- Problema dado A -
Localize nos registos todas as linhas que contêm a palavra "pole" e copie cada uma delas.

III - Os depoimentos prestados em sede de audiência de discussão e julgamento por Manuel M, César A, Armindo S, José A, Salvador B, Manuel J, Rui M, os documentos juntos com a contestação e, em particular, a planta topográfica, bem como os documentos 3, 4 e 5 juntos com a PI, impõem decisão diversa sobre os pontos de facto impugnados diversa da sentença recorrida.
IV - O Tribunal a quo deveria ter realizado a inspeção ao local requerida, repetidamente, por ambas as partes, e que lhe teria permitido verificar se os marcos A e C tinham as marcas alaranjadas referidas por diversas testemunhas como sendo característica dos marcos do prédio dos réus, se a face do marco A apontava para o marco C e verificar se o muro existente por trás dos marcos B e C (indicados na planta junta com a contestação como doc 1) delimitava o terreno existente a nascente dos terrenos discutidos nestes autos e se nessas condições faria sentido a versão dos autores de que esse marco delimitava esse terreno e não o seu.

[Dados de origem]
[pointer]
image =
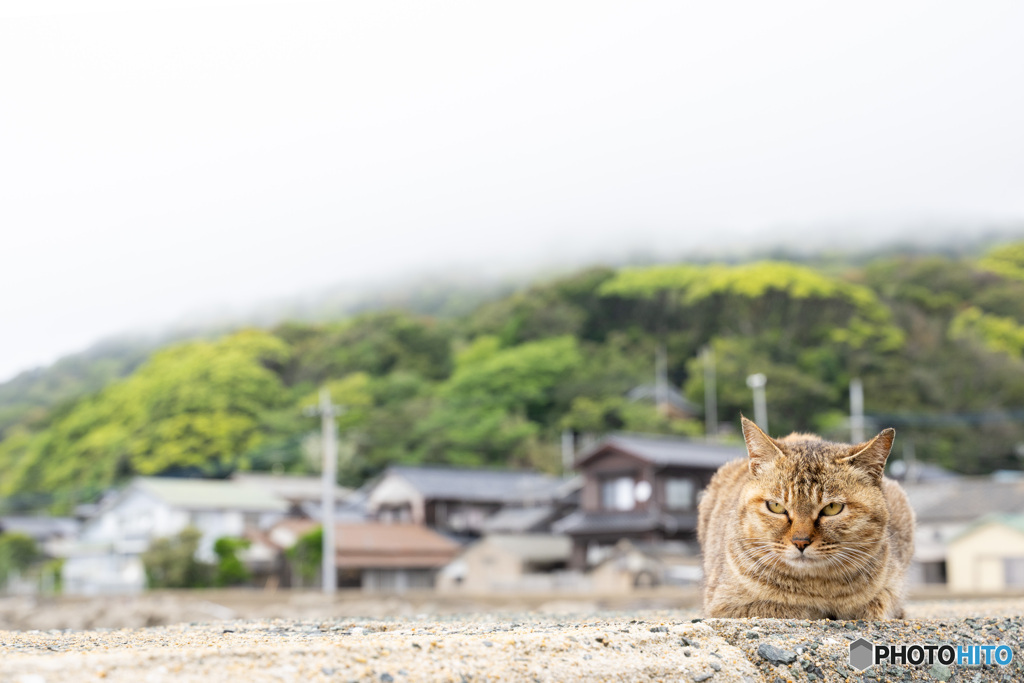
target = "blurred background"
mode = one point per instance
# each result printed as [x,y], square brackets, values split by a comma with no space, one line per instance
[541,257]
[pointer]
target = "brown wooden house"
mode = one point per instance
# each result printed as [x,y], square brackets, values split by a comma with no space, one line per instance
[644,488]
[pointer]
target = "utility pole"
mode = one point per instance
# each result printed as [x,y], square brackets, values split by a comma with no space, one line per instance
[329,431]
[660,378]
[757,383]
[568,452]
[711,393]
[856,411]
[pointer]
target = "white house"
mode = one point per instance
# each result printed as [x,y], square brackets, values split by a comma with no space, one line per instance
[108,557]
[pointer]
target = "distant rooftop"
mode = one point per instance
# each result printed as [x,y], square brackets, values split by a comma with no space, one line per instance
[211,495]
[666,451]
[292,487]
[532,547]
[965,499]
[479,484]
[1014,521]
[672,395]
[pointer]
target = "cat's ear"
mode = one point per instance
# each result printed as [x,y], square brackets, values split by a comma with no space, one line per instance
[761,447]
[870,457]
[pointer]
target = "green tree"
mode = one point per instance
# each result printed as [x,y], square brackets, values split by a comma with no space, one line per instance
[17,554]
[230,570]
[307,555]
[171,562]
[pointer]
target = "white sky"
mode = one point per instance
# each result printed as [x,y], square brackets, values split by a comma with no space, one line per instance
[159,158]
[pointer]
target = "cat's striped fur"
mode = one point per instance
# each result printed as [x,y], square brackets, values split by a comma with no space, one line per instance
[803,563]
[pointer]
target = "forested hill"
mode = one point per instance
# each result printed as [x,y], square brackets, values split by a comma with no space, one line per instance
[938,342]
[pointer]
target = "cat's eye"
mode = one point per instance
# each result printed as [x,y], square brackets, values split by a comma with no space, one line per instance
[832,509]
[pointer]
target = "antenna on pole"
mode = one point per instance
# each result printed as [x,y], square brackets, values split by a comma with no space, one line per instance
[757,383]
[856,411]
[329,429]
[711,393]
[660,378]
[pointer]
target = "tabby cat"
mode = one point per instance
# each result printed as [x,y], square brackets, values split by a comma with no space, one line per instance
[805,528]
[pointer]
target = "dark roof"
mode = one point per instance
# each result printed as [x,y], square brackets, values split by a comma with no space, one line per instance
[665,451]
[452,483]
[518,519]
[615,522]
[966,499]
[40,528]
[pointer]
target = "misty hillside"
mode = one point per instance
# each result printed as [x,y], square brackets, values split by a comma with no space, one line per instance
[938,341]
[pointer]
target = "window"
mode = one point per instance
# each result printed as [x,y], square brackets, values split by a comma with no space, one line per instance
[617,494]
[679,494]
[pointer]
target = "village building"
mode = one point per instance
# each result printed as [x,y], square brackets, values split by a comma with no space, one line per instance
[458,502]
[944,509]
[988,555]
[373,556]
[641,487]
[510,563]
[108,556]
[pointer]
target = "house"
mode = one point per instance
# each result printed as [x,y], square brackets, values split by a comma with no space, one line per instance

- Problema dado B -
Continue o excerto sobre o recurso relativo aos marcos do terreno a partir do ponto em que termina.

- Resultado esperado A -
target = "utility pole"
target = "antenna on pole"

- Resultado esperado B -
V- Estes factos são essenciais para a descoberta da verdade e a inspeção ao local era o meio mais adequado para a sua verificação, não tendo o Tribunal de se cingir aos depoimentos contraditório das testemunhas se o podia - e devia - verificar por si próprio.
VI- De resto, as partes são livres na escolha das provas que pretendem apresentar para a prova dos factos que alegaram.
VII - As fotos do local que os autores, juntaram aos autos, assim como outros meios probatórios juntos aos autos, não têm a capacidade para se substituírem à inspeção judicial requerida, consistindo, ao invés, em meros sucedâneos, parentes pobres da realidade que podia e devia ter sido apreendida no local pelo Exº Juiz.
VII- Inexiste nos autos quaisquer documentos ou outra prova que, por si, tornem desnecessária a inspeção judicial.
IX - No caso concreto, o que está em causa são os limites da linha de demarcação entre dois terrenos confinantes. Aliás, é o estabelecimento dessa demarcação que consubstancia a pretensão da autora na ação e dos réus na Reconvenção.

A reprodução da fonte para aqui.